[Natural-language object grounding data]
★ ★ ★ ★ ★ ★ ★
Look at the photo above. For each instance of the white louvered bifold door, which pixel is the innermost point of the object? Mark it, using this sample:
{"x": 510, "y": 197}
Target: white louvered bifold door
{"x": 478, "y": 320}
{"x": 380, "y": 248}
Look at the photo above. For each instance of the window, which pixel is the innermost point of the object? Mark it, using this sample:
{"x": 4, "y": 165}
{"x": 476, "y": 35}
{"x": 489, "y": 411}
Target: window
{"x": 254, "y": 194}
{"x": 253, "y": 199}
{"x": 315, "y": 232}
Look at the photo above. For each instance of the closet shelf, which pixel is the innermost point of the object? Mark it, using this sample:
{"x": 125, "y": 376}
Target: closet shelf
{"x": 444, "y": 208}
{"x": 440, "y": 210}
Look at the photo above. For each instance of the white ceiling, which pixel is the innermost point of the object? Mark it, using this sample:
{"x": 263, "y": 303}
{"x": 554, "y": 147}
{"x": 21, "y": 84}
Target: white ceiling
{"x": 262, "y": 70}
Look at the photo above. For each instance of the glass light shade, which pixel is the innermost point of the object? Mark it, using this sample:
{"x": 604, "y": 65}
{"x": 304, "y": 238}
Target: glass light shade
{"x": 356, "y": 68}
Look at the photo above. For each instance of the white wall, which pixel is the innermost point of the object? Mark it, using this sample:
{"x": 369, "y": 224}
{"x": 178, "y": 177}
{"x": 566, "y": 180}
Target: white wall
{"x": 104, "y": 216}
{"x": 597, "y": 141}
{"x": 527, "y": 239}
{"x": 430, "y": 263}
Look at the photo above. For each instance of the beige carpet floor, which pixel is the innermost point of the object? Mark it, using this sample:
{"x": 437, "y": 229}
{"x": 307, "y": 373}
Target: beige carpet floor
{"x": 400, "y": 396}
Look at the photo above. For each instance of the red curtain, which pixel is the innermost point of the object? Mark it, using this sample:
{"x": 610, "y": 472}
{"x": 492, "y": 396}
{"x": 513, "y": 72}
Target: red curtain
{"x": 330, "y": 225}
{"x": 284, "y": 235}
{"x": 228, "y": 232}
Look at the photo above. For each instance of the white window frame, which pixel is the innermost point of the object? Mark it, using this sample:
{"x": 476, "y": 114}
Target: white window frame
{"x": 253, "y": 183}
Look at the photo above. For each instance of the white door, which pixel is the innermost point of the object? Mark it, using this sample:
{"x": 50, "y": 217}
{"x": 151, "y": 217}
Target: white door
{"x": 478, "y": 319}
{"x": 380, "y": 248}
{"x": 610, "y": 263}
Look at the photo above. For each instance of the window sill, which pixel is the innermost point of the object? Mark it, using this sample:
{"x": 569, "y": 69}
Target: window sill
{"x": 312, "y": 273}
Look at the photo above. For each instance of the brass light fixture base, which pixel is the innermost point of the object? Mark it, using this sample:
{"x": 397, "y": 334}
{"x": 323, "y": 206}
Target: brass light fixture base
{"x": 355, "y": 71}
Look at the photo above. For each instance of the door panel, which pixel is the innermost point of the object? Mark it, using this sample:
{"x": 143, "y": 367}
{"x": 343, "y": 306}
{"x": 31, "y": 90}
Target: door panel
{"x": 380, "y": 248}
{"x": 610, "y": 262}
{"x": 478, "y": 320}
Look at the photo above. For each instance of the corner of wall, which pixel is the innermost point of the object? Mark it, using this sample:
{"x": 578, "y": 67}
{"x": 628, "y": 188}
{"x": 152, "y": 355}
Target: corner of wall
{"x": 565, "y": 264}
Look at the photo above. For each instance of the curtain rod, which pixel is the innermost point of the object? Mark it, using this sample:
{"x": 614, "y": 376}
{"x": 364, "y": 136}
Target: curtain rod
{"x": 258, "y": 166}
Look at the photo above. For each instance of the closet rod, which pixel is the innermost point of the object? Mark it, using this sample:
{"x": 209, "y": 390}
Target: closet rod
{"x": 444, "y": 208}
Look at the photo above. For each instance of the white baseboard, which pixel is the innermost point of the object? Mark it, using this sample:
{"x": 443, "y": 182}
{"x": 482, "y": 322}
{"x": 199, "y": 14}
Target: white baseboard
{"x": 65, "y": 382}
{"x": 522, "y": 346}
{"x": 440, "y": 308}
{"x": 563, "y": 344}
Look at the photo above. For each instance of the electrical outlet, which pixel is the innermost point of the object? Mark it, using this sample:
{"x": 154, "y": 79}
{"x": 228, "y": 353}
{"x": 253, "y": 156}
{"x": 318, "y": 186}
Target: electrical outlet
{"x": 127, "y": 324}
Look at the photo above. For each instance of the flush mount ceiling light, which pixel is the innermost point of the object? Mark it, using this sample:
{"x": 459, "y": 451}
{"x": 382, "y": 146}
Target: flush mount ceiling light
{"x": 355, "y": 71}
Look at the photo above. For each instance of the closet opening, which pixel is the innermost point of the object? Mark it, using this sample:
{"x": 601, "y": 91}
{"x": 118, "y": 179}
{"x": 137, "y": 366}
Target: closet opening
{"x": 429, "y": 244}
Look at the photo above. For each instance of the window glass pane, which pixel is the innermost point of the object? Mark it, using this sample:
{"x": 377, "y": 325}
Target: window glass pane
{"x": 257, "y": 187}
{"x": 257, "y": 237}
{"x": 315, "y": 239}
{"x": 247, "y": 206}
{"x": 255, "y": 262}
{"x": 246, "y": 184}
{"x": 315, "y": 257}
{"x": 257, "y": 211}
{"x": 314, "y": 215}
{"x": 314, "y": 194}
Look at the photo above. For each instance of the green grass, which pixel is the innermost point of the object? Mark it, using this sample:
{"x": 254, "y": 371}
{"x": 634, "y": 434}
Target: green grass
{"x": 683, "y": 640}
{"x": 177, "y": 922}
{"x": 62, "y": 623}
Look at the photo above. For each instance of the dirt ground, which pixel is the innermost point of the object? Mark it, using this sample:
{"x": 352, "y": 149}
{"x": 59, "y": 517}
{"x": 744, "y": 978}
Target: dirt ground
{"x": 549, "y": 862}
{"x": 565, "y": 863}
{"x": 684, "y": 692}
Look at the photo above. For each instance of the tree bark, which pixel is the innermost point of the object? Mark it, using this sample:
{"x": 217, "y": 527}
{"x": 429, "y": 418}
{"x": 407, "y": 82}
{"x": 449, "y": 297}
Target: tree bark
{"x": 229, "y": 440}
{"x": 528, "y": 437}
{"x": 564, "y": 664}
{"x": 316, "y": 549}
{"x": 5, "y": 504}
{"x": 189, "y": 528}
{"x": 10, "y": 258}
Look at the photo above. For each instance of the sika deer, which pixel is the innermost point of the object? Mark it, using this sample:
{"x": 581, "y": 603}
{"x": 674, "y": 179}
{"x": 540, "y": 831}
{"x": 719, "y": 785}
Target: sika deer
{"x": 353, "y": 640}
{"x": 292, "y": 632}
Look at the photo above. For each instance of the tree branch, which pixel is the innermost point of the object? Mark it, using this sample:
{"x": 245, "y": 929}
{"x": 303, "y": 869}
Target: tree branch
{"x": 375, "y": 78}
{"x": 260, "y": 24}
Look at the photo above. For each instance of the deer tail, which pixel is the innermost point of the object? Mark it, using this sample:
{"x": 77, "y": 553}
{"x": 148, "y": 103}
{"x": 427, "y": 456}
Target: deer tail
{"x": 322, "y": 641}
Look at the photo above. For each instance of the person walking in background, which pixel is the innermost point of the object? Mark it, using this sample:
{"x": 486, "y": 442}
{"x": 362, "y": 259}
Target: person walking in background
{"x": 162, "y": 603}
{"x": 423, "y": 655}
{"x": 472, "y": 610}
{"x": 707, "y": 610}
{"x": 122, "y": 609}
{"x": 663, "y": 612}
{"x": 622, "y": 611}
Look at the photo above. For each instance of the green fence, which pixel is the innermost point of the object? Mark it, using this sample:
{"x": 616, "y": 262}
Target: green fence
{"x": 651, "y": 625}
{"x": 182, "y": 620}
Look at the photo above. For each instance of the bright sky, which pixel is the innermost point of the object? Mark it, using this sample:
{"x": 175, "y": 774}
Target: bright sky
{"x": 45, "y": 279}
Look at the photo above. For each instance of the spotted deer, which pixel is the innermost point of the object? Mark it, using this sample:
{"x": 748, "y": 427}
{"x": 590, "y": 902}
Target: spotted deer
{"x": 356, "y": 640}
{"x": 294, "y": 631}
★ ★ ★ ★ ★ ★ ★
### EXERCISE AIM
Would you output, unchanged, each line from the start of the records to the line that holds "white wall, which", both included and nothing else?

### FINAL ANSWER
Look at the photo above. For each instance of the white louvered bifold door, which pixel is the innermost point of the object? Mark it, using this sample:
{"x": 510, "y": 197}
Target: white louvered bifold door
{"x": 478, "y": 320}
{"x": 380, "y": 248}
Look at the photo above. For each instance of the window, which pixel is the innermost point of the object? Mark it, using this sample:
{"x": 4, "y": 165}
{"x": 476, "y": 35}
{"x": 489, "y": 411}
Target: window
{"x": 254, "y": 194}
{"x": 253, "y": 199}
{"x": 315, "y": 232}
Look at the photo above. For each instance of the closet shelf, which pixel is the innermost point of the object? Mark it, using this sample:
{"x": 125, "y": 376}
Target: closet shelf
{"x": 444, "y": 208}
{"x": 440, "y": 210}
Look at the photo above. For each instance of the white ceiling, which pixel is the innermost point of the object? Mark it, using this sample:
{"x": 263, "y": 303}
{"x": 554, "y": 147}
{"x": 21, "y": 84}
Target: white ceiling
{"x": 262, "y": 70}
Look at the photo above. For each instance of the glass light shade, which pixel is the innermost point of the object? Mark it, using this sample:
{"x": 604, "y": 65}
{"x": 304, "y": 238}
Target: glass light shade
{"x": 356, "y": 68}
Look at the photo above. For each instance of the white wall, which pixel is the innermost point of the object? Mark it, using this sample:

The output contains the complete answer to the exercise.